##### DATASET CONTENT
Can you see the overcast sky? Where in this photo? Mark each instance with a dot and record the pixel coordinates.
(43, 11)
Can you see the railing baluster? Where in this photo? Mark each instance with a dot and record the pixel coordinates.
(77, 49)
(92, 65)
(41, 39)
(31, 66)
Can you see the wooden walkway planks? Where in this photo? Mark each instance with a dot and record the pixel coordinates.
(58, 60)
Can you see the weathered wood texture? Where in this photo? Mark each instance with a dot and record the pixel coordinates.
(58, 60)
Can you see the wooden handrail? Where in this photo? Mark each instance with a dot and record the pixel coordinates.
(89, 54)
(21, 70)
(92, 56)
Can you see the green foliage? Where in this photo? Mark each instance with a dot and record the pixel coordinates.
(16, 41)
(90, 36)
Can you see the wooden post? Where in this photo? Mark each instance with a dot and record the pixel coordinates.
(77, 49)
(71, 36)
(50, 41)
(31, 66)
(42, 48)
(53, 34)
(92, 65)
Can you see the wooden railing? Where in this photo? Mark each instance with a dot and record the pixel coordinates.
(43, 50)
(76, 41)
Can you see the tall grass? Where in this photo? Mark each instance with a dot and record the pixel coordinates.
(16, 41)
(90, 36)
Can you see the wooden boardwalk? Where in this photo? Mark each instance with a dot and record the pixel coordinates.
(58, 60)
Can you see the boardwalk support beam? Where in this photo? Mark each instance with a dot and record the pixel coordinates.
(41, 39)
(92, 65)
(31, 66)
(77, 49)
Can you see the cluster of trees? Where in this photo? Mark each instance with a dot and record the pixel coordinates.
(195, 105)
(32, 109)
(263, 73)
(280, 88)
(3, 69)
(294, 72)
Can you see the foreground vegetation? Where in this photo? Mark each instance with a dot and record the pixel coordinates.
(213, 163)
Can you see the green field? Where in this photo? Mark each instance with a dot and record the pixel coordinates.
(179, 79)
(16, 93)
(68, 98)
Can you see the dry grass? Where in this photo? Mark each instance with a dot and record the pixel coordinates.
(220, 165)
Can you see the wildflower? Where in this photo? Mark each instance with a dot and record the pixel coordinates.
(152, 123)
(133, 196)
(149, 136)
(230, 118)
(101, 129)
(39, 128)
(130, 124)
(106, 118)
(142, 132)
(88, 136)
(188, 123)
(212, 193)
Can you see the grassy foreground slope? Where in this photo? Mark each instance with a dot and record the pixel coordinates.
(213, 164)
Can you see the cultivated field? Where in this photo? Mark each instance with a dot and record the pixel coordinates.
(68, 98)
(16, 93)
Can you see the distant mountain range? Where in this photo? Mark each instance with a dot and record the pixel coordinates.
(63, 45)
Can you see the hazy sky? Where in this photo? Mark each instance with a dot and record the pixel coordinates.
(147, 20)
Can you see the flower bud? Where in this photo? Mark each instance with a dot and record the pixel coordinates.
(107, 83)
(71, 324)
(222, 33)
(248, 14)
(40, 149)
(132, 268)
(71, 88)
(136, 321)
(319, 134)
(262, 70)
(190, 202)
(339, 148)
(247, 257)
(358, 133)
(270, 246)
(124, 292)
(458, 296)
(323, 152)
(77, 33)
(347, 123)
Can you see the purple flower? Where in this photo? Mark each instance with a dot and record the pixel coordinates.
##########
| WORK REQUIRED |
Give back the data exactly, with no line dropped.

| ANSWER AREA |
Can you see the overcast sky? Where in this photo? Mark each instance with a dot and record the pixel coordinates.
(43, 11)
Can you see the railing baluster? Where in this photo? Mark each instance with a dot and record the pixel coordinates.
(77, 49)
(92, 65)
(41, 39)
(31, 66)
Can you see the wooden walkway planks? Where in this photo? Mark each instance with a dot and record the pixel coordinates.
(58, 60)
Can you see the weathered wood texture? Where in this photo? Mark each instance with a dot and record the pixel coordinates.
(58, 60)
Can you see the wooden handrail? Where in this photo? Mark each instance with a dot and record the pixel coordinates.
(89, 54)
(21, 70)
(92, 56)
Can you see the green foliage? Where in this photo? Mark each instance with a dot and record the pixel coordinates.
(16, 41)
(90, 36)
Can you see the wooden post? Where in this photo? Mark each instance with a dot and record the pixel coordinates.
(77, 49)
(71, 36)
(50, 41)
(31, 66)
(42, 48)
(53, 34)
(92, 65)
Can you see the wooden railing? Where in this photo? Mark each instance with a dot and record the pixel coordinates.
(43, 50)
(76, 41)
Can you see the tall grass? Where in this photo? Mark each instance with a dot and record the pixel coordinates.
(16, 41)
(90, 36)
Can you see the wooden boardwalk? Where in this photo? Mark each instance with a dot and record the pixel coordinates.
(58, 60)
Can you see the boardwalk support beam? Where in this photo? Mark each instance with a dot and record the pixel coordinates.
(41, 39)
(92, 65)
(31, 66)
(77, 49)
Can you see the cluster of trees? Where in this photo? Mark each instance with a dot and record the pixel coordinates.
(195, 105)
(32, 109)
(263, 73)
(280, 88)
(3, 69)
(294, 72)
Can you see the foreground vegetation? Where in this photo? Mark each instance with a dot and record the pixel coordinates.
(213, 163)
Can you see the green field? Where in this photo? Mark each instance with a dot and record the pixel coordinates.
(179, 79)
(16, 93)
(68, 98)
Can you see the dry grass? Where in this photo? Mark each instance with a dot and record the pixel coordinates.
(220, 165)
Can you see the wildflower? Where in this photo? Mark each instance with a dot and record the pixel coordinates.
(152, 123)
(133, 196)
(149, 136)
(230, 118)
(101, 129)
(39, 128)
(130, 124)
(106, 118)
(142, 132)
(88, 136)
(188, 123)
(212, 193)
Can you see the grassy foreground slope? Where in this photo? Mark each instance with a dot and record the pixel coordinates.
(213, 164)
Can you see the cultivated field? Where in this photo? Mark each instance with a dot and record the pixel coordinates.
(68, 98)
(16, 93)
Can you see the distant mountain range? Where in this photo? Mark each instance with a dot and record the pixel coordinates.
(63, 45)
Can you see the hazy sky? Where in this photo? Mark each instance with a dot and record the pixel coordinates.
(147, 20)
Can you see the flower bud? Where in this photo? Mark each instance with a dot and record the pixel coordinates.
(107, 83)
(71, 324)
(222, 33)
(248, 14)
(40, 149)
(132, 268)
(71, 88)
(136, 321)
(319, 134)
(262, 70)
(190, 202)
(339, 148)
(247, 257)
(358, 133)
(270, 246)
(124, 292)
(458, 296)
(323, 152)
(77, 33)
(347, 123)
Can you see the purple flower? Where in this photo? Mark each instance with a dot and record the pixel coordinates.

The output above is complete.